◆ **What you have to do**
Find "Consider the photo above. For every instance of the dirt" in the data below; transcribe the line it appears on and each line after it, exactly, to the end, and nothing else.

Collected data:

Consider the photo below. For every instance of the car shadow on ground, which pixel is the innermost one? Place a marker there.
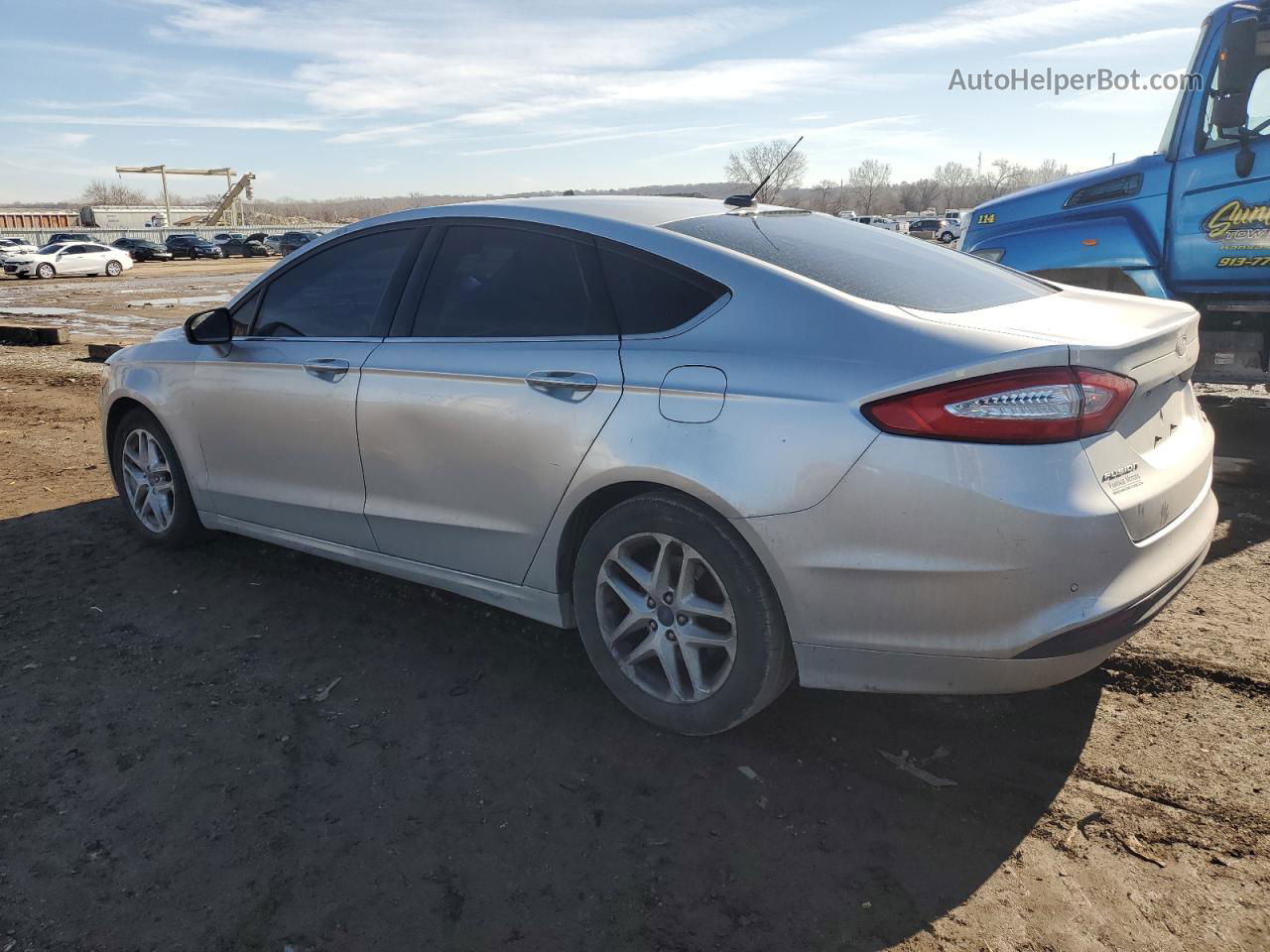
(241, 747)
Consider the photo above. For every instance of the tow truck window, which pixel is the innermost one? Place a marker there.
(1259, 113)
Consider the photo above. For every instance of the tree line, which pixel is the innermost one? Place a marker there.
(867, 188)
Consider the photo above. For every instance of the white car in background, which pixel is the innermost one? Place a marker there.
(878, 221)
(14, 245)
(68, 258)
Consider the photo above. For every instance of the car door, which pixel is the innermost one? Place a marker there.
(477, 411)
(276, 411)
(77, 259)
(1220, 222)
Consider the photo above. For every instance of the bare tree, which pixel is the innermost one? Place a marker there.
(1005, 177)
(1048, 171)
(752, 166)
(102, 191)
(953, 180)
(866, 180)
(825, 197)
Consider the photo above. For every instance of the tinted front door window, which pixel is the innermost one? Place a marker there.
(335, 293)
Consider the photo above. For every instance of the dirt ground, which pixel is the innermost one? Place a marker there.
(241, 748)
(144, 299)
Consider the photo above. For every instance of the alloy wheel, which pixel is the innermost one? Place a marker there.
(148, 481)
(666, 619)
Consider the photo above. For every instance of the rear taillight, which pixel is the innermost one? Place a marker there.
(1047, 405)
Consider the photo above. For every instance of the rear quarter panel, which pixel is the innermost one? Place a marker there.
(799, 361)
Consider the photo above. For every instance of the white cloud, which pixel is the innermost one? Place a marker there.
(70, 139)
(1118, 45)
(168, 121)
(1001, 22)
(595, 137)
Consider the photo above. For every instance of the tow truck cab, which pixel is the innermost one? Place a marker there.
(1191, 222)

◆ **Answer in full**
Consider the photo above. For every instance of the dirt ground, which pixel is the innermost one? Place a marker there.
(241, 748)
(144, 299)
Consider the photo above. For every instance of the alloy wheel, which pixel is the innermost one? Place a marker there.
(148, 481)
(666, 619)
Consider the photo above. For every instance of the rear taillight, which pixel is the innermost one? Place a marker there.
(1047, 405)
Consider the photo above. For every instance of the rear quarter panel, which pixel is the innermost one? Place a marker there.
(799, 361)
Consider the photo above. For every instance of the white cloud, which pixel is the innermost one? Place a marker there.
(70, 139)
(1118, 45)
(168, 121)
(1001, 22)
(595, 137)
Consider the photo above. For every instance of the tow truck cab, which pixel is the innermost one? Place a marker there.
(1191, 222)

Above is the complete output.